### Aim
In the Gluster post below, why does the team host the virtual machine image on a glusterfs fuse mount rather than use gfapi? Answer in one to three sentences.

### Excerpt to read
============

[Gluster-users] qemu raw image file - qemu and grub2 can't find boot content from VM

Mon Jan 25 23:13:09 UTC 2021

Hello all. Thanks again for gluster. We're having a strange problem
getting virtual machines started that are hosted on a gluster volume.

One of the ways we use gluster now is to make a HA-ish cluster head
node. A virtual machine runs in the shared storage and is backed up by 3
physical servers that contribute to the gluster storage share.

We're using sharding in this volume. The VM image file is around 5T and
we use qemu-img with falloc to get all the blocks allocated in advance.

We are not using gfapi largely because it would mean we have to build
our own libvirt and qemu and we'd prefer not to do that. So we're using
a glusterfs fuse mount to host the image. The virtual machine is using
virtio disks but we had similar trouble using scsi emulation.

============

Point labeling dataset excerpts
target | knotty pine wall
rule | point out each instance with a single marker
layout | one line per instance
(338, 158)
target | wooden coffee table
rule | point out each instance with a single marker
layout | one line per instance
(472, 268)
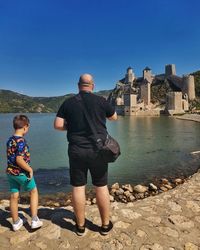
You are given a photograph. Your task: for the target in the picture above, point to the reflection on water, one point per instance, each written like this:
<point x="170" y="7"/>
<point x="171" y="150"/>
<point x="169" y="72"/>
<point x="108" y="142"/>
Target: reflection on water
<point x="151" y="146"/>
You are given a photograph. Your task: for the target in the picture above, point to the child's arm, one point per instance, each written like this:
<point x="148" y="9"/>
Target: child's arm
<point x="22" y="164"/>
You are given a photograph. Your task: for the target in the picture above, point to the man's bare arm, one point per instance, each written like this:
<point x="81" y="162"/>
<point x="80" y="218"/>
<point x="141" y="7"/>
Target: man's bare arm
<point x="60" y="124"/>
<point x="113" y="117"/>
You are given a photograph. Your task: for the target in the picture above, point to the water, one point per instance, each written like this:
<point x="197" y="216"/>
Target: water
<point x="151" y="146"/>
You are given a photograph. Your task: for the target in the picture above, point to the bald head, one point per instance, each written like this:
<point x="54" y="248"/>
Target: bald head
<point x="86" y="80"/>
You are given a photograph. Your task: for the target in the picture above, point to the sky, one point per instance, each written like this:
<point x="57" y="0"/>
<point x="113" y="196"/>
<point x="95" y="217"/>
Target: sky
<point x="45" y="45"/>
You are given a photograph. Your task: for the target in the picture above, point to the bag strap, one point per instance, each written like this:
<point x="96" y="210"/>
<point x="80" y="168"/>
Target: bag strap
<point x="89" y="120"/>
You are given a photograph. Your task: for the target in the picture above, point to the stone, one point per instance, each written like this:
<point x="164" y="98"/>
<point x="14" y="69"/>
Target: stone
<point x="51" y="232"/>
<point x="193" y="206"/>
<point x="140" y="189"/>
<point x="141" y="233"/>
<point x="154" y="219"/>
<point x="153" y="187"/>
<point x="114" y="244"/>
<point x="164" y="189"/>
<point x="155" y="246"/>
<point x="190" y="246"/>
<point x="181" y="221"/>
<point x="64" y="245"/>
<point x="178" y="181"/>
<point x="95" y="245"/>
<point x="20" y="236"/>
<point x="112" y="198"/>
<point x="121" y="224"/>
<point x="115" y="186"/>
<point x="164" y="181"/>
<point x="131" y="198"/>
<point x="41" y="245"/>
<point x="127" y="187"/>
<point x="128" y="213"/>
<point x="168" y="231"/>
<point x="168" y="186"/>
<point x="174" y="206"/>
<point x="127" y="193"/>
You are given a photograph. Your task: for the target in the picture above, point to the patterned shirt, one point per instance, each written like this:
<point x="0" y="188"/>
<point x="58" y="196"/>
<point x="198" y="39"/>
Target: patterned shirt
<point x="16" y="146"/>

============

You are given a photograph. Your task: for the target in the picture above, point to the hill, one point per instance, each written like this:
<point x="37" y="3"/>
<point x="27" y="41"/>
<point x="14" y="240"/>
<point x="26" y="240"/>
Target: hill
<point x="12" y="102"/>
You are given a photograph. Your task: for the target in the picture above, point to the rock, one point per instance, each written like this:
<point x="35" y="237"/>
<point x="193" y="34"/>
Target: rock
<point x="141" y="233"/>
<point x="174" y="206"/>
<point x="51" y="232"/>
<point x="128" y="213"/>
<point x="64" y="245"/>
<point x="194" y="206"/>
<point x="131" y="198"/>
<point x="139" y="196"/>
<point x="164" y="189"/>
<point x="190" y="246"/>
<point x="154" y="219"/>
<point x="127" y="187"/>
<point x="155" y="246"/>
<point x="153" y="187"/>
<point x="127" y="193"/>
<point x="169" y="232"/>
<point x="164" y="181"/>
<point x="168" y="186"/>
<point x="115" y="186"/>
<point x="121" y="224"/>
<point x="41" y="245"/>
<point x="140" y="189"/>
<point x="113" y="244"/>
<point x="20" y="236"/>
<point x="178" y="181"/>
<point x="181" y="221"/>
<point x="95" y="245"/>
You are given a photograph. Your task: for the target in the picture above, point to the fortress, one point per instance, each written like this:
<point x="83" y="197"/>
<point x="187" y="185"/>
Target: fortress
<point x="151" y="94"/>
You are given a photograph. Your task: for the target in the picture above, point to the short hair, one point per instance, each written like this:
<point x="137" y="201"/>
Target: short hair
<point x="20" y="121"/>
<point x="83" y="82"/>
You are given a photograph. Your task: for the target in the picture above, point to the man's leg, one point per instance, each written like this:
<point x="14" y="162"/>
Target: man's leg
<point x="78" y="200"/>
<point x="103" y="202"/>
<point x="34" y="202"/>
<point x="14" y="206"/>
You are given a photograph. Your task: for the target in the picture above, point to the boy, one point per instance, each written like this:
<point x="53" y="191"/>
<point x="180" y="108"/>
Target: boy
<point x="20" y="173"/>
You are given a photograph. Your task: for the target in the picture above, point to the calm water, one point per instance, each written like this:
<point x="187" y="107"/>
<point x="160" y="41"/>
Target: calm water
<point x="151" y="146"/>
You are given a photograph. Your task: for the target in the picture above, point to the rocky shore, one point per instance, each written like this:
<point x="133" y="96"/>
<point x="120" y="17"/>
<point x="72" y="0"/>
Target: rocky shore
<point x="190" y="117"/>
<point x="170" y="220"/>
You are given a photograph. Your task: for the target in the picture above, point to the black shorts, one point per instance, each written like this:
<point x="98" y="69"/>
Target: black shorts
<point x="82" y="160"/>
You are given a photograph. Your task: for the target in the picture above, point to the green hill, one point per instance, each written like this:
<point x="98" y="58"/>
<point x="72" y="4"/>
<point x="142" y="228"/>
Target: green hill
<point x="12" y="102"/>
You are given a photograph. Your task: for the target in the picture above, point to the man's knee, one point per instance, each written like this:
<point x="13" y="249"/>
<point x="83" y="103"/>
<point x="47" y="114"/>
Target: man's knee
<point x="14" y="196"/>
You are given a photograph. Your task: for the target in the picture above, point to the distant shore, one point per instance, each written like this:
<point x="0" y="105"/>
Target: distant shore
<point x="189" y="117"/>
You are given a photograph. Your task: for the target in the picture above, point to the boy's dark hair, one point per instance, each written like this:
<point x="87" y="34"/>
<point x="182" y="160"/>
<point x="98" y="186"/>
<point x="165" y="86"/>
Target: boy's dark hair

============

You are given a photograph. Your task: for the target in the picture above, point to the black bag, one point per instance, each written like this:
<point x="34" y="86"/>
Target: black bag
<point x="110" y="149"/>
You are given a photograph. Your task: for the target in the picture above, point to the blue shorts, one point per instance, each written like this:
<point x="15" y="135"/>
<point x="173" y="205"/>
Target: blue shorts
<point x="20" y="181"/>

============

### Written solution
Using gfapi would mean building their own libvirt and qemu, which they would prefer not to do. So they host the image on a glusterfs fuse mount instead.